▸ TASK REQUIREMENTS
(a) According to the abstract on goal-oriented primary care, why has uptake of the person-centred integrated primary care model been slower than expected?
(b) List every level of integration that the abstract on goal-oriented primary care says the approach is meant to advance.
(c) Rewrite the paragraph of the abstract on goal-oriented primary care that begins "Objective: This case report presents" as a short bulleted list that keeps its main facts.

▸ PAGE TEXT
Abstract
Context: Person-centred integrated primary care delivery is often at odds with how current health care systems are structured, resulting in slower than expected uptake of the model. Adopting goal-oriented care, an approach which uses patient priorities, or goals, to drive what kinds of care are appropriate and how care is delivered, may offer a way to improve implementation.
Objective: This case report presents three international cases of community-based primary health care models in Ottawa (Canada), Vermont (USA) and Flanders (Belgium) that adopted goal-oriented care to stimulate clinical, professional, organizational and system integration. The Rainbow Model of Integrated Care is used to demonstrate how goal-oriented care drove integration at all levels.
Study design: Theoretical concept mapping using comparative case studies to illustrate theoretical connections.
Setting: 3 interprofessional primary care practices delivering goal-oriented care in Ottawa (Canada), Flanders (Belgium), and Vermont (United States).
Population studied: Interprofessional primary care practices.
Intervention: Interprofessional teams delivering goal-oriented care.
Outcome measures: Describe how goal-oriented care advances clinical, professional, organizational and system level integration.

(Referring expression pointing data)
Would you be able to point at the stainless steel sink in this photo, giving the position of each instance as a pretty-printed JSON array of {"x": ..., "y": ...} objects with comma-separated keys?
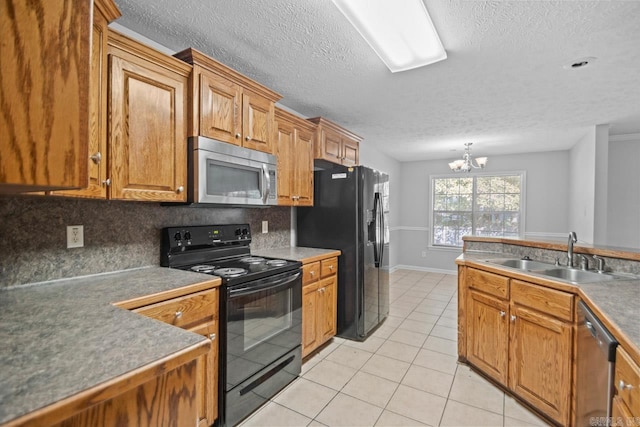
[
  {"x": 521, "y": 264},
  {"x": 576, "y": 276}
]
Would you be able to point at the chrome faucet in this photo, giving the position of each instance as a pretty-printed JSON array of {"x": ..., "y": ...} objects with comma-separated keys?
[{"x": 572, "y": 239}]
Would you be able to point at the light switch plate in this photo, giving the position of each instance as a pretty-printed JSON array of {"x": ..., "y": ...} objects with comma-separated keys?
[{"x": 75, "y": 236}]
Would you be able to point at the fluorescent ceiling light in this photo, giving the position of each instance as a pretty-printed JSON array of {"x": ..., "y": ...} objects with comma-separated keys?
[{"x": 400, "y": 32}]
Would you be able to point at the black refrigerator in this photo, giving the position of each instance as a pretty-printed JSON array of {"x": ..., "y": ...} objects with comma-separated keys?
[{"x": 351, "y": 213}]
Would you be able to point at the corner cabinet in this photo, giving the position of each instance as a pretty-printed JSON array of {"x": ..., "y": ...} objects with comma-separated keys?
[
  {"x": 147, "y": 126},
  {"x": 521, "y": 335},
  {"x": 228, "y": 106},
  {"x": 319, "y": 303},
  {"x": 44, "y": 94},
  {"x": 294, "y": 150},
  {"x": 336, "y": 144},
  {"x": 104, "y": 11},
  {"x": 198, "y": 313}
]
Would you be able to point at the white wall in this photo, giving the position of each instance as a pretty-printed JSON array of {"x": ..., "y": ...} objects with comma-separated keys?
[
  {"x": 623, "y": 217},
  {"x": 582, "y": 164},
  {"x": 547, "y": 205}
]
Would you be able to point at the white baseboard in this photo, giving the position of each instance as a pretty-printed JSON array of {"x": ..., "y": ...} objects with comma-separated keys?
[{"x": 418, "y": 268}]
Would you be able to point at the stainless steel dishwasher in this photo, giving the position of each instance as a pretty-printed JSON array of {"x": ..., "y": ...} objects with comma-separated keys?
[{"x": 595, "y": 363}]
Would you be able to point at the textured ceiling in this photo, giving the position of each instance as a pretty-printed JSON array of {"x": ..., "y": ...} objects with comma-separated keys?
[{"x": 503, "y": 85}]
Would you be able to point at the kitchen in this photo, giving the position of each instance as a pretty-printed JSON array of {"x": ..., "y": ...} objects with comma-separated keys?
[{"x": 124, "y": 235}]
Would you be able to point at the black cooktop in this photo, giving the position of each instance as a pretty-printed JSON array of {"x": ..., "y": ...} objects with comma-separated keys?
[{"x": 221, "y": 250}]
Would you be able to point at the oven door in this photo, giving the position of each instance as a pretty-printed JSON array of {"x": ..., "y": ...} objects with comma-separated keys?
[{"x": 264, "y": 322}]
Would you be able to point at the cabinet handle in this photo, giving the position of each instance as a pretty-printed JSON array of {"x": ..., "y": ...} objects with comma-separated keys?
[
  {"x": 623, "y": 386},
  {"x": 96, "y": 158}
]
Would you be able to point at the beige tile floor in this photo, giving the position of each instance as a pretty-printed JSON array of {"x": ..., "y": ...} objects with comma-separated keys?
[{"x": 405, "y": 374}]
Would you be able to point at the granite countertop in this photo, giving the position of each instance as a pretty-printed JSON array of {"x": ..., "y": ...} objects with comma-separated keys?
[
  {"x": 617, "y": 300},
  {"x": 63, "y": 337},
  {"x": 294, "y": 253}
]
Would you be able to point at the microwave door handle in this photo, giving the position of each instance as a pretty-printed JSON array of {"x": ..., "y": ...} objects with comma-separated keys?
[{"x": 266, "y": 183}]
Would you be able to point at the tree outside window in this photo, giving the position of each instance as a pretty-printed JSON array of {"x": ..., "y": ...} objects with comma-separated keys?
[{"x": 482, "y": 205}]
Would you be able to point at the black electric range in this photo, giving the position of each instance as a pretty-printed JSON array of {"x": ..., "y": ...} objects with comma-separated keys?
[{"x": 260, "y": 312}]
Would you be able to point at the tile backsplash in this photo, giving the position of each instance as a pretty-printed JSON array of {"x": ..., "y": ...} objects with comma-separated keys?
[{"x": 117, "y": 235}]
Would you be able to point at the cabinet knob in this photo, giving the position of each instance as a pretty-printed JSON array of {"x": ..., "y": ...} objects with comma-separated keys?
[
  {"x": 624, "y": 386},
  {"x": 96, "y": 158}
]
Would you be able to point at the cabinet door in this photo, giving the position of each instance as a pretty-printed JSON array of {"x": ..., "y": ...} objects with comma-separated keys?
[
  {"x": 327, "y": 304},
  {"x": 310, "y": 339},
  {"x": 285, "y": 151},
  {"x": 488, "y": 334},
  {"x": 258, "y": 122},
  {"x": 97, "y": 163},
  {"x": 540, "y": 351},
  {"x": 303, "y": 160},
  {"x": 350, "y": 150},
  {"x": 220, "y": 109},
  {"x": 148, "y": 133},
  {"x": 44, "y": 94}
]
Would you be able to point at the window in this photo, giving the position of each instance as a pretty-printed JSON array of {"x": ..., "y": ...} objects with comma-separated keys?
[{"x": 481, "y": 205}]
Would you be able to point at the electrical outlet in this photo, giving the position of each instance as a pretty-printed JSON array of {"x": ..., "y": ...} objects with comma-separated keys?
[{"x": 75, "y": 236}]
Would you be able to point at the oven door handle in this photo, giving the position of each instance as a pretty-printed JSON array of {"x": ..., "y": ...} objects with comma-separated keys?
[{"x": 267, "y": 285}]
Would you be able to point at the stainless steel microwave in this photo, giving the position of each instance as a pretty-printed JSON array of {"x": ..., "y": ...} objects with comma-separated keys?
[{"x": 225, "y": 174}]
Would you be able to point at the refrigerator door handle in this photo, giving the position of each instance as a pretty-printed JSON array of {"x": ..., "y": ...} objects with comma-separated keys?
[{"x": 377, "y": 211}]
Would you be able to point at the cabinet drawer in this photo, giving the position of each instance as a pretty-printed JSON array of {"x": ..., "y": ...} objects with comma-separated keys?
[
  {"x": 310, "y": 272},
  {"x": 627, "y": 381},
  {"x": 328, "y": 266},
  {"x": 548, "y": 301},
  {"x": 186, "y": 311},
  {"x": 490, "y": 283}
]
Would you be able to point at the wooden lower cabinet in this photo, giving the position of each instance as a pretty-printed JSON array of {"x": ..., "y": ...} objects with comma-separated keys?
[
  {"x": 319, "y": 303},
  {"x": 167, "y": 400},
  {"x": 521, "y": 335},
  {"x": 197, "y": 312}
]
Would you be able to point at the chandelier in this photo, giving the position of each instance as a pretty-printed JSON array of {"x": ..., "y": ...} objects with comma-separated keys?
[{"x": 467, "y": 163}]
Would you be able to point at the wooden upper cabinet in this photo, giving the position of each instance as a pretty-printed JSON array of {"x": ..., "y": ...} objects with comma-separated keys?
[
  {"x": 104, "y": 11},
  {"x": 148, "y": 127},
  {"x": 44, "y": 94},
  {"x": 336, "y": 144},
  {"x": 294, "y": 150},
  {"x": 220, "y": 107},
  {"x": 228, "y": 106}
]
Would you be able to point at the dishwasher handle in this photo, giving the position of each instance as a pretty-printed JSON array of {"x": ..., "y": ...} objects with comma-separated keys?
[{"x": 598, "y": 331}]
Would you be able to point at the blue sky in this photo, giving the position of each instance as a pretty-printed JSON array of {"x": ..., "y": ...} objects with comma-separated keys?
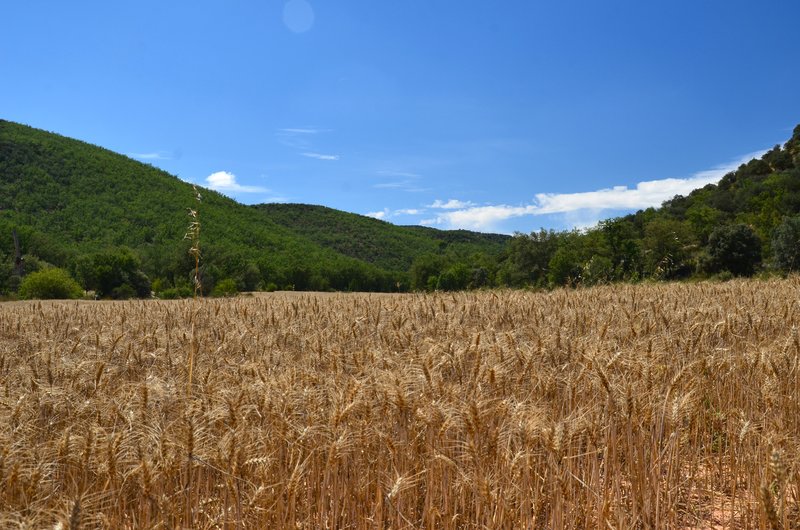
[{"x": 493, "y": 116}]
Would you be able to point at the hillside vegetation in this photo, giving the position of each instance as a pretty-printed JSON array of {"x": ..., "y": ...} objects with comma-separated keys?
[
  {"x": 117, "y": 226},
  {"x": 746, "y": 223},
  {"x": 84, "y": 208}
]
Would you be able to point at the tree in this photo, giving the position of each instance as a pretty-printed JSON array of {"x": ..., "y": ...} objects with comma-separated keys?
[
  {"x": 786, "y": 244},
  {"x": 735, "y": 248},
  {"x": 564, "y": 267},
  {"x": 49, "y": 284},
  {"x": 424, "y": 268},
  {"x": 114, "y": 273}
]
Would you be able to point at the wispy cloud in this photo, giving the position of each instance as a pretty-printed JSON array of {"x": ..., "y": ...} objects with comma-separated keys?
[
  {"x": 226, "y": 181},
  {"x": 299, "y": 137},
  {"x": 452, "y": 204},
  {"x": 582, "y": 208},
  {"x": 393, "y": 173},
  {"x": 270, "y": 200},
  {"x": 158, "y": 155},
  {"x": 319, "y": 156},
  {"x": 380, "y": 214},
  {"x": 302, "y": 130}
]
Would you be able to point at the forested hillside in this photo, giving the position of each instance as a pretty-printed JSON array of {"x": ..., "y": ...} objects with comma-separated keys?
[
  {"x": 746, "y": 223},
  {"x": 111, "y": 221},
  {"x": 118, "y": 228}
]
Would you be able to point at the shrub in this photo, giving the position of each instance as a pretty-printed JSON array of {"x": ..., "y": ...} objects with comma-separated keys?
[
  {"x": 735, "y": 248},
  {"x": 786, "y": 244},
  {"x": 226, "y": 287},
  {"x": 50, "y": 284},
  {"x": 173, "y": 293}
]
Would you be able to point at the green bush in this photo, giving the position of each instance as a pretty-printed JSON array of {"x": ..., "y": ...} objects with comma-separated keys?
[
  {"x": 735, "y": 248},
  {"x": 49, "y": 284},
  {"x": 173, "y": 293},
  {"x": 786, "y": 244},
  {"x": 226, "y": 287}
]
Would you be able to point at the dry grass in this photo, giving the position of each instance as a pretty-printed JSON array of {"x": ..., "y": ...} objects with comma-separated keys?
[{"x": 664, "y": 406}]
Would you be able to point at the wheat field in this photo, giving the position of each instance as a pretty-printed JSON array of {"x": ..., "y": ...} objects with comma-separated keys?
[{"x": 649, "y": 406}]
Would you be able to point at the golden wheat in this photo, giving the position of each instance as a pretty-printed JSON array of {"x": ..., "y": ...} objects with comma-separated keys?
[{"x": 652, "y": 406}]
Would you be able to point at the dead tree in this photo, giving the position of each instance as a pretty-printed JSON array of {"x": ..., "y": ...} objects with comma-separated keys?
[{"x": 18, "y": 259}]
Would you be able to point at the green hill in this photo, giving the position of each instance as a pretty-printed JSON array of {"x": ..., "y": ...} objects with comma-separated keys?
[
  {"x": 374, "y": 241},
  {"x": 749, "y": 222},
  {"x": 69, "y": 200}
]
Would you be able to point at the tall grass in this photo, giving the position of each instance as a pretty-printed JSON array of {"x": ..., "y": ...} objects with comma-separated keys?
[{"x": 658, "y": 406}]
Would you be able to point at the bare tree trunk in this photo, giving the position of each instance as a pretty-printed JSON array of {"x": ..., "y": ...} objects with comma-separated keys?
[{"x": 18, "y": 259}]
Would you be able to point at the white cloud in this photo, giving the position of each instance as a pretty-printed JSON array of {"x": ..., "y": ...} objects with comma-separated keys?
[
  {"x": 452, "y": 204},
  {"x": 270, "y": 200},
  {"x": 393, "y": 173},
  {"x": 226, "y": 181},
  {"x": 301, "y": 130},
  {"x": 319, "y": 156},
  {"x": 150, "y": 156},
  {"x": 582, "y": 209},
  {"x": 381, "y": 214},
  {"x": 644, "y": 195}
]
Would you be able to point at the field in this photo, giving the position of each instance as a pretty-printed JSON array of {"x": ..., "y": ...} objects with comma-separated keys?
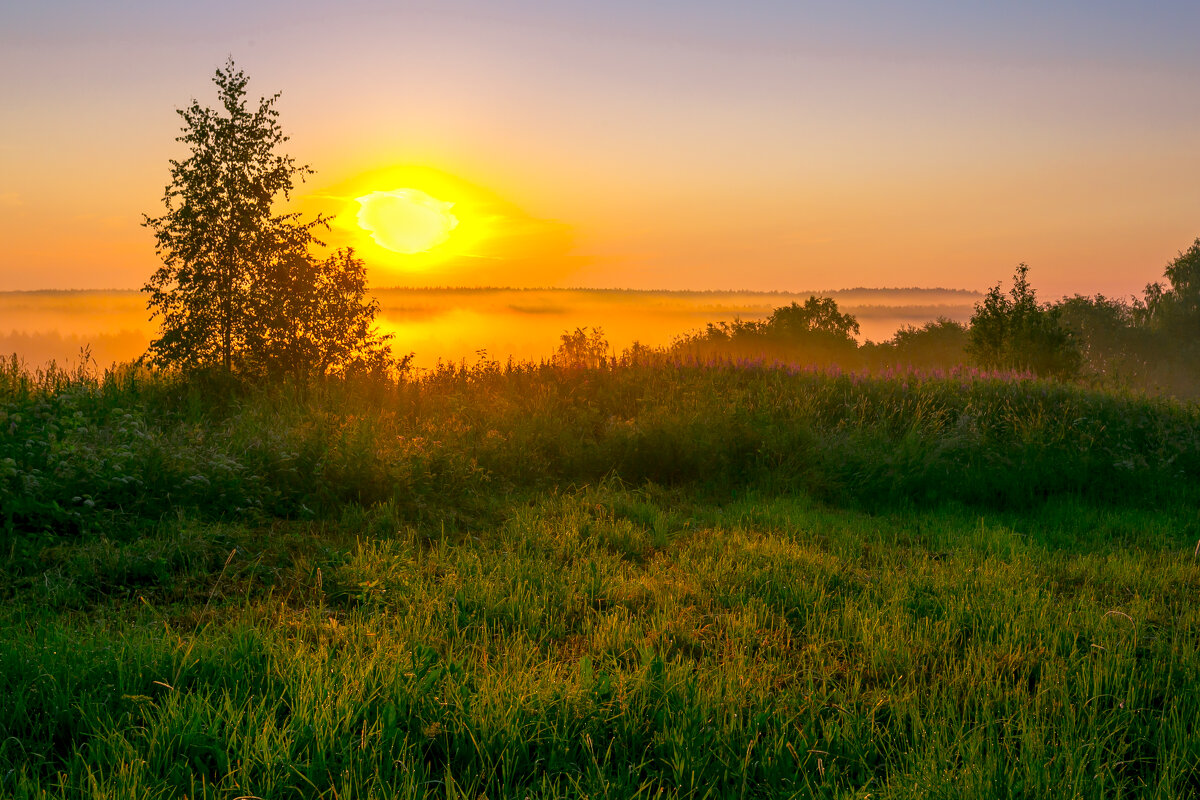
[{"x": 645, "y": 579}]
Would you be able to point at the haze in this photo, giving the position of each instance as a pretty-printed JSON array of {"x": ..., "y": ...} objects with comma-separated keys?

▸ YOUR RESPONSES
(a) Uptake has been slower than expected because person-centred integrated primary care delivery is often at odds with how current health care systems are structured.

(b)
- Clinical
- Professional
- Organizational
- System

(c)
- The case report presents three international cases of community-based primary health care models that adopted goal-oriented care.
- The cases are in Ottawa (Canada), Vermont (USA) and Flanders (Belgium).
- The models adopted goal-oriented care to stimulate clinical, professional, organizational and system integration.
- The Rainbow Model of Integrated Care is used to show how goal-oriented care drove integration at all levels.